Object position labeling entries
** begin **

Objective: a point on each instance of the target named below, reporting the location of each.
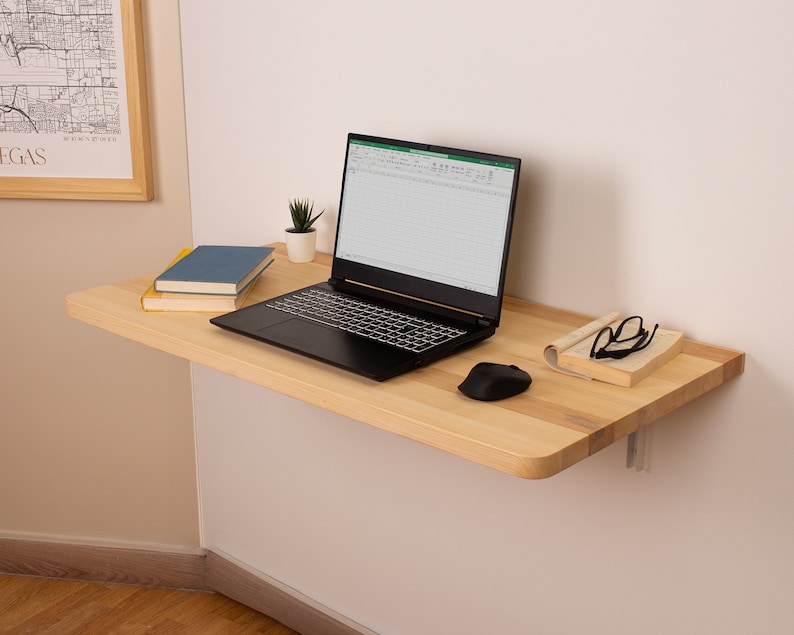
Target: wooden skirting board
(199, 569)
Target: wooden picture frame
(135, 181)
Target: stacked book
(207, 278)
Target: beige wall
(657, 143)
(96, 435)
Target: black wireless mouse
(488, 382)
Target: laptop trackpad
(335, 346)
(300, 335)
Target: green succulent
(301, 211)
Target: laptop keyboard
(408, 332)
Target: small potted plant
(301, 238)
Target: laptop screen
(437, 218)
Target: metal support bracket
(635, 451)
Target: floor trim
(104, 564)
(202, 570)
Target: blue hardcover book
(218, 269)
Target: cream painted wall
(657, 139)
(96, 433)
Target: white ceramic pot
(300, 246)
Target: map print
(58, 70)
(63, 92)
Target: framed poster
(74, 122)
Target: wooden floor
(55, 606)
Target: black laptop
(419, 262)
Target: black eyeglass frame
(643, 337)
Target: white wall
(657, 140)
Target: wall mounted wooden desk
(559, 421)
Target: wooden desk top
(559, 421)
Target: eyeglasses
(628, 338)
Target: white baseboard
(188, 568)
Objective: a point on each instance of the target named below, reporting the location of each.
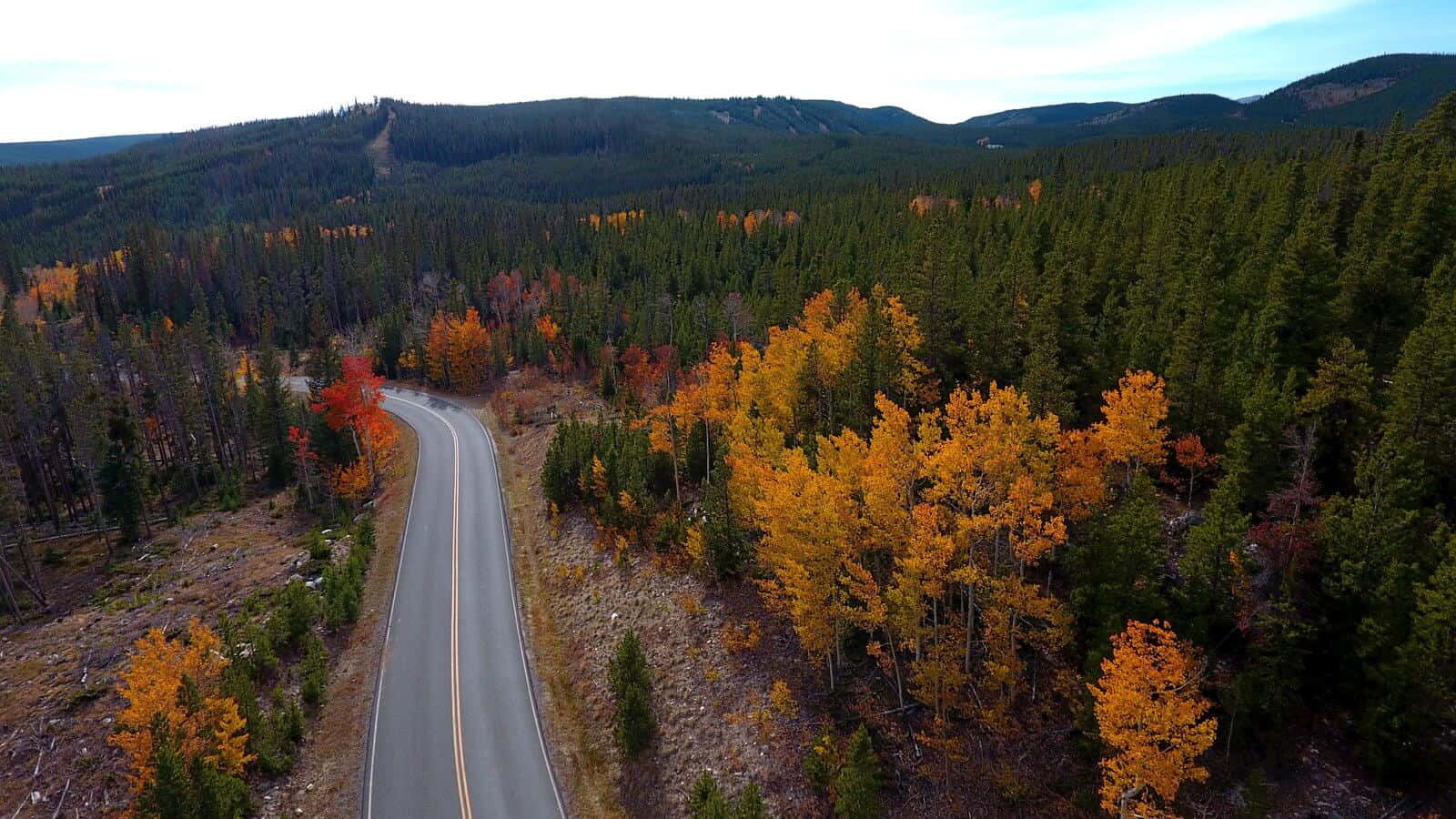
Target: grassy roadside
(582, 765)
(329, 763)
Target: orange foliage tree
(1152, 719)
(1132, 431)
(174, 697)
(356, 402)
(458, 351)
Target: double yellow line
(458, 734)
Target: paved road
(455, 727)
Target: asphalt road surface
(455, 729)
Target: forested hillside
(1016, 442)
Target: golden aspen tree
(1152, 719)
(1132, 430)
(175, 687)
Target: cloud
(171, 65)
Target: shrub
(318, 547)
(708, 802)
(705, 800)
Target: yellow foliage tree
(1132, 430)
(175, 685)
(1152, 719)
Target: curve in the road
(470, 652)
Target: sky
(85, 67)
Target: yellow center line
(458, 734)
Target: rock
(1179, 525)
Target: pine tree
(631, 682)
(859, 780)
(123, 479)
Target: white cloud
(80, 67)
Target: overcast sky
(84, 67)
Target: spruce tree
(856, 787)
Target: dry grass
(328, 773)
(58, 675)
(717, 709)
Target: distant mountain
(1067, 113)
(65, 150)
(579, 149)
(1363, 94)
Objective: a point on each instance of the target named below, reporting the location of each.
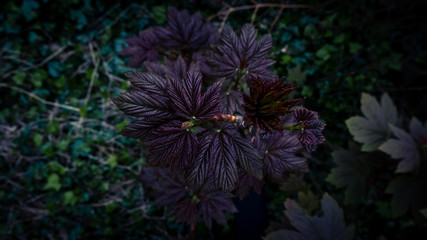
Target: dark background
(67, 174)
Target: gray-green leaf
(372, 130)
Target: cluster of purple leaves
(203, 205)
(197, 117)
(184, 35)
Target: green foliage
(65, 173)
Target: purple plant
(198, 118)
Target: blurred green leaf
(112, 161)
(52, 182)
(38, 139)
(69, 198)
(56, 167)
(19, 78)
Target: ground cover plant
(216, 104)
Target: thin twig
(95, 61)
(256, 6)
(30, 94)
(46, 60)
(276, 19)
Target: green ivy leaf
(38, 139)
(355, 47)
(295, 75)
(37, 77)
(69, 198)
(19, 78)
(52, 182)
(323, 53)
(308, 201)
(403, 148)
(56, 167)
(112, 161)
(373, 129)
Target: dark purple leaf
(148, 82)
(280, 156)
(220, 151)
(267, 103)
(311, 128)
(140, 104)
(187, 97)
(213, 206)
(246, 183)
(243, 55)
(171, 146)
(142, 48)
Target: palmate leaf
(138, 129)
(213, 206)
(220, 153)
(140, 104)
(408, 193)
(148, 82)
(171, 146)
(405, 148)
(231, 103)
(330, 226)
(280, 156)
(372, 130)
(244, 53)
(352, 173)
(190, 207)
(187, 98)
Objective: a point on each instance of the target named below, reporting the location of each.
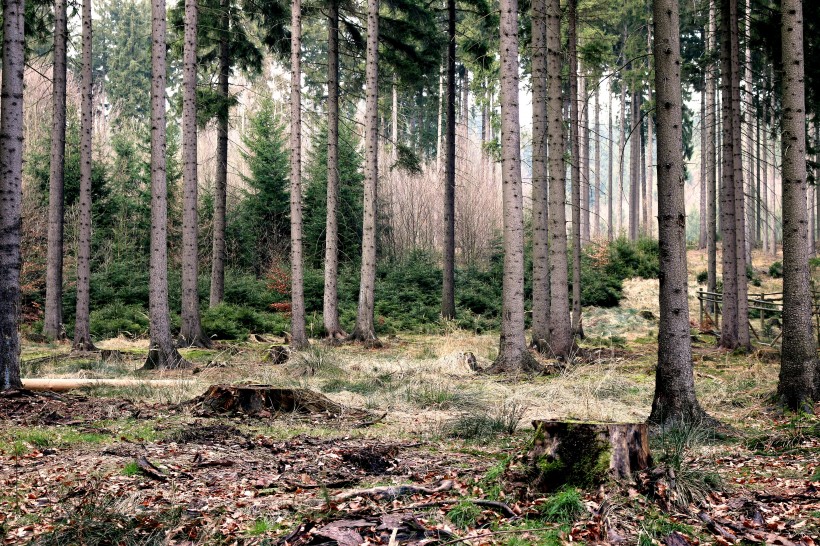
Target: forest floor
(148, 465)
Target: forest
(434, 272)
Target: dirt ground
(433, 454)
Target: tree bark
(513, 355)
(635, 167)
(540, 186)
(299, 338)
(728, 225)
(53, 319)
(596, 222)
(221, 177)
(711, 159)
(365, 331)
(584, 157)
(743, 339)
(330, 310)
(162, 353)
(575, 170)
(448, 304)
(191, 331)
(610, 196)
(674, 398)
(11, 189)
(586, 454)
(799, 370)
(82, 328)
(560, 335)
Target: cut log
(278, 354)
(261, 399)
(585, 454)
(67, 384)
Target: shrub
(117, 318)
(227, 321)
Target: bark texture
(221, 177)
(365, 330)
(674, 398)
(11, 189)
(82, 328)
(575, 170)
(561, 341)
(191, 330)
(297, 297)
(798, 357)
(53, 319)
(540, 191)
(711, 159)
(586, 454)
(448, 303)
(330, 309)
(513, 355)
(162, 353)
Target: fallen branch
(494, 533)
(365, 424)
(395, 491)
(496, 506)
(62, 385)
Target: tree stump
(278, 354)
(585, 454)
(256, 399)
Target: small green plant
(565, 506)
(130, 469)
(465, 514)
(262, 526)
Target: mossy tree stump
(256, 399)
(585, 454)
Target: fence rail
(767, 305)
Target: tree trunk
(53, 319)
(297, 296)
(11, 189)
(540, 186)
(583, 131)
(191, 331)
(635, 167)
(610, 196)
(560, 335)
(703, 227)
(711, 159)
(650, 172)
(162, 353)
(82, 328)
(728, 225)
(448, 303)
(622, 147)
(513, 355)
(586, 454)
(330, 310)
(221, 177)
(364, 330)
(674, 398)
(575, 170)
(743, 339)
(596, 222)
(798, 386)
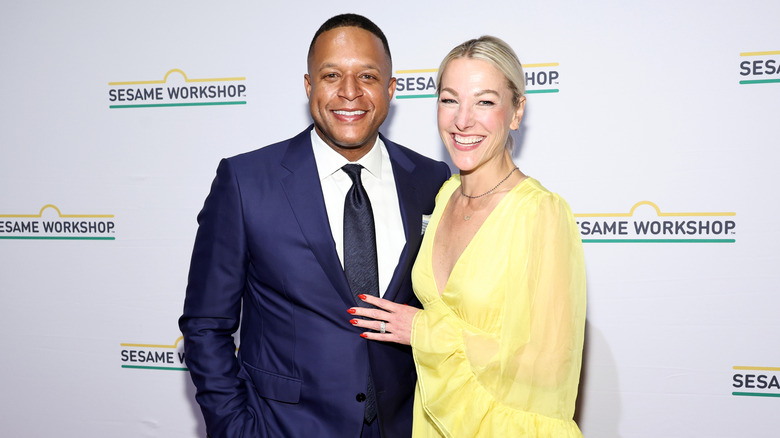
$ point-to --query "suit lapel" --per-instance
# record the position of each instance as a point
(411, 215)
(304, 192)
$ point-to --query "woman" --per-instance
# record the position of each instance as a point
(500, 273)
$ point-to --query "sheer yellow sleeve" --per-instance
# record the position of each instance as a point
(516, 375)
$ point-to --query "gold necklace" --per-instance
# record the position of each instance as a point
(491, 190)
(468, 216)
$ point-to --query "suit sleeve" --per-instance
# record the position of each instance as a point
(212, 310)
(475, 383)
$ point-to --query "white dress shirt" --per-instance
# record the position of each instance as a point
(379, 182)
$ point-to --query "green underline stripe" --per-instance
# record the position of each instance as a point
(139, 367)
(154, 105)
(755, 394)
(759, 81)
(658, 240)
(55, 238)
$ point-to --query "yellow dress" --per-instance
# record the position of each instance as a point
(498, 354)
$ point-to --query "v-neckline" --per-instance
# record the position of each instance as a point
(440, 293)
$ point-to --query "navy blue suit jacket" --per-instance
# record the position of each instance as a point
(264, 259)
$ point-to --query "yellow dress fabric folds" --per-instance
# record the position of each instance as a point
(498, 353)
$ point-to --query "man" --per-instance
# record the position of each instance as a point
(273, 241)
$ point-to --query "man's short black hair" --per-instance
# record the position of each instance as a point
(351, 20)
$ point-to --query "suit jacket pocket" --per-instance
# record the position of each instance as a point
(275, 386)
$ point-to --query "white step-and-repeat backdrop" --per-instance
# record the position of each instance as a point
(657, 121)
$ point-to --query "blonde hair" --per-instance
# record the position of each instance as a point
(495, 51)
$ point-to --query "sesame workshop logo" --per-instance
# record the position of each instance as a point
(153, 356)
(421, 83)
(755, 381)
(760, 67)
(176, 89)
(645, 223)
(51, 224)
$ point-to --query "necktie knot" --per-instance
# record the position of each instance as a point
(353, 170)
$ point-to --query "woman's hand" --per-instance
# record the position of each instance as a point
(396, 319)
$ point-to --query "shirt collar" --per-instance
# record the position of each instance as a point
(329, 161)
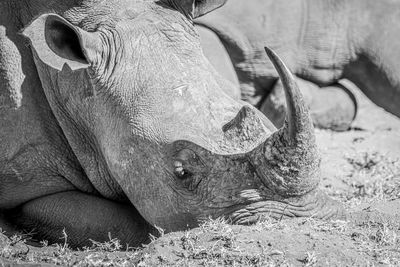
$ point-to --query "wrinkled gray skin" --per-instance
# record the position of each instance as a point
(113, 121)
(321, 41)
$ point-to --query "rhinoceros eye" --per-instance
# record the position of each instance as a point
(185, 162)
(180, 171)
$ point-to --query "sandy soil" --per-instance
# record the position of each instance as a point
(360, 168)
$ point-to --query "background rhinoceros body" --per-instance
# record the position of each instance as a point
(321, 41)
(113, 121)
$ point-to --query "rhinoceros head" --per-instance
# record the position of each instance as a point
(146, 116)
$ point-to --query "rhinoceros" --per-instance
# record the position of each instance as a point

** end **

Leave the pictures out and reproduce all of the records exactly.

### WRITTEN ANSWER:
Objective: a point on each instance of the target named below, reporting the location of each.
Target: wooden skirting board
(199, 569)
Target: wooden picture frame
(135, 181)
Target: stacked book
(207, 278)
Target: beige wall
(657, 143)
(96, 435)
Target: black wireless mouse
(488, 382)
Target: laptop trackpad
(335, 346)
(300, 335)
Target: green succulent
(301, 211)
Target: laptop keyboard
(408, 332)
Target: small potted plant
(301, 238)
Target: laptop screen
(437, 218)
Target: metal support bracket
(635, 451)
Target: floor trim
(104, 564)
(202, 570)
Target: blue hardcover book
(218, 269)
Target: cream painted wall
(657, 139)
(96, 433)
Target: white ceramic pot
(300, 246)
Target: map print
(58, 70)
(63, 92)
Target: framed poster
(74, 122)
Target: wooden floor
(55, 606)
Target: black laptop
(419, 262)
Target: black eyeglass frame
(643, 337)
Target: white wall
(657, 140)
Target: wall mounted wooden desk
(559, 421)
Target: wooden desk top
(559, 421)
Target: eyeglasses
(628, 338)
Target: white baseboard
(188, 568)
Objective: a point on each instance of the target named below, reporting the location of each.
Target: grassy roadside
(582, 765)
(329, 763)
Target: orange foliage tree
(1152, 719)
(1132, 431)
(174, 697)
(356, 402)
(458, 351)
Target: double yellow line
(458, 734)
Target: paved road
(455, 727)
Target: asphalt road surface
(455, 729)
Target: forested hillside
(1016, 442)
Target: golden aspen tree
(1152, 719)
(1132, 430)
(175, 687)
Target: cloud
(171, 65)
Target: shrub
(318, 547)
(708, 802)
(705, 800)
Target: yellow foliage tree
(1132, 430)
(175, 685)
(1152, 719)
Target: curve in the road
(470, 652)
Target: sky
(85, 67)
Target: yellow center line
(458, 734)
Target: rock
(1179, 525)
Target: pine tree
(631, 682)
(859, 780)
(123, 479)
Target: white cloud
(80, 67)
Target: overcast sky
(84, 67)
Target: spruce tree
(856, 787)
Target: dry grass
(328, 773)
(58, 675)
(717, 709)
Target: distant mountain
(1067, 113)
(65, 150)
(579, 149)
(1363, 94)
Objective: a point on each instance of the target named below, reporting the location of each.
Target: dark background
(67, 174)
Target: gray-green leaf
(372, 130)
Target: cluster of purple leaves
(203, 205)
(197, 117)
(184, 35)
Target: green foliage
(65, 173)
Target: purple plant
(198, 118)
Target: blurred green leaf
(112, 161)
(52, 182)
(38, 139)
(69, 198)
(56, 167)
(19, 78)
Target: ground cover plant
(216, 104)
Target: thin twig
(95, 61)
(256, 6)
(30, 94)
(46, 60)
(276, 19)
Target: green ivy leaf
(38, 139)
(355, 47)
(295, 75)
(37, 77)
(69, 198)
(19, 78)
(52, 182)
(323, 53)
(308, 201)
(403, 148)
(56, 167)
(112, 161)
(373, 129)
Target: dark purple leaf
(148, 82)
(280, 156)
(220, 151)
(267, 103)
(311, 128)
(140, 104)
(187, 97)
(213, 206)
(246, 183)
(243, 55)
(171, 146)
(142, 48)
Target: palmate leaf
(138, 129)
(213, 206)
(220, 153)
(140, 104)
(408, 193)
(148, 82)
(171, 146)
(405, 148)
(231, 103)
(330, 226)
(280, 156)
(372, 130)
(244, 53)
(352, 173)
(190, 207)
(187, 98)
Objective: a point on each instance of the target named below, reporting the location of each.
Target: forest floor
(148, 465)
Target: forest
(434, 272)
Target: dirt ground
(433, 454)
Target: tree bark
(513, 355)
(635, 167)
(540, 186)
(299, 338)
(728, 225)
(53, 319)
(596, 222)
(221, 177)
(711, 159)
(365, 331)
(584, 157)
(743, 339)
(330, 310)
(162, 353)
(575, 170)
(448, 304)
(191, 331)
(610, 196)
(674, 398)
(11, 189)
(586, 454)
(799, 370)
(82, 328)
(560, 335)
Target: cut log
(278, 354)
(261, 399)
(585, 454)
(67, 384)
Target: shrub
(117, 318)
(227, 321)
Target: bark texture
(221, 177)
(365, 330)
(674, 398)
(11, 189)
(82, 328)
(575, 170)
(561, 341)
(191, 330)
(297, 297)
(798, 357)
(53, 319)
(540, 191)
(711, 159)
(586, 454)
(448, 303)
(330, 309)
(513, 355)
(162, 353)
Target: fallen branch
(494, 533)
(365, 424)
(395, 491)
(496, 506)
(62, 385)
Target: tree stump
(278, 354)
(585, 454)
(256, 399)
Target: small green plant
(565, 506)
(130, 469)
(465, 514)
(262, 526)
Target: mossy tree stump
(256, 399)
(585, 454)
Target: fence rail
(767, 305)
Target: tree trunk
(53, 319)
(297, 296)
(11, 189)
(540, 186)
(583, 131)
(191, 331)
(635, 167)
(610, 196)
(560, 335)
(703, 227)
(711, 159)
(650, 172)
(162, 353)
(82, 328)
(728, 225)
(448, 303)
(622, 147)
(513, 355)
(586, 454)
(330, 310)
(221, 177)
(364, 330)
(674, 398)
(575, 170)
(743, 339)
(596, 222)
(798, 386)
$ point-to --query "suit lapel" --per-instance
# record the position of each instance as a point
(411, 215)
(304, 192)
$ point-to --query "woman" --per-instance
# record the position of each instance as a point
(500, 273)
$ point-to --query "sheer yellow sleeve" --per-instance
# record the position of each instance as a point
(516, 375)
$ point-to --query "gold necklace" --per-instance
# record the position of each instance as a point
(491, 190)
(468, 216)
$ point-to --query "suit sleeve" --per-instance
# record the position of each instance as a point
(212, 310)
(475, 383)
$ point-to --query "white dress shirt" --per-instance
# record the position of each instance as a point
(379, 182)
$ point-to --query "green underline stripe" --per-instance
# record the position of each instance as a point
(139, 367)
(154, 105)
(755, 394)
(759, 81)
(658, 240)
(55, 238)
$ point-to --query "yellow dress" --per-instance
# record the position of each instance as a point
(498, 354)
$ point-to --query "v-neckline" --per-instance
# record the position of each instance as a point
(440, 293)
$ point-to --query "navy blue suit jacket" --per-instance
# record the position of each instance as a point
(264, 259)
$ point-to --query "yellow dress fabric folds" --per-instance
# record the position of each instance as a point
(498, 353)
$ point-to --query "man" --per-instance
# record the position of each instance as a point
(273, 241)
$ point-to --query "man's short black hair" --per-instance
# record the position of each instance as a point
(351, 20)
$ point-to --query "suit jacket pocket" --per-instance
# record the position of each instance as a point
(275, 386)
$ point-to --query "white step-and-repeat backdrop" --per-instance
# record the position of each instance as a point
(657, 121)
$ point-to --query "blonde hair" --per-instance
# record the position of each instance as a point
(495, 51)
$ point-to --query "sesame workshop logo" --per-instance
# record the position of each instance as a point
(153, 356)
(421, 83)
(755, 381)
(760, 67)
(176, 89)
(645, 223)
(51, 224)
$ point-to --query "necktie knot" --per-instance
# record the position of each instance as a point
(353, 170)
$ point-to --query "woman's hand" --per-instance
# record the position of each instance as a point
(396, 319)
$ point-to --query "shirt collar" --per-instance
# record the position of each instance as a point
(329, 161)
$ point-to --query "wrinkled gray skin" --per-instance
# record the position of each instance as a point
(113, 121)
(321, 41)
$ point-to --query "rhinoceros eye" --per-instance
# record the position of each instance as a point
(185, 162)
(180, 171)
$ point-to --query "sandy soil" --per-instance
# record the position of each instance as a point
(360, 168)
$ point-to --query "background rhinoceros body" --per-instance
# record the position of each instance as a point
(321, 41)
(113, 121)
$ point-to --query "rhinoceros head" --per-instance
# record the position of each instance as a point
(146, 116)
$ point-to --query "rhinoceros" --per-instance
# record the position of each instance as a point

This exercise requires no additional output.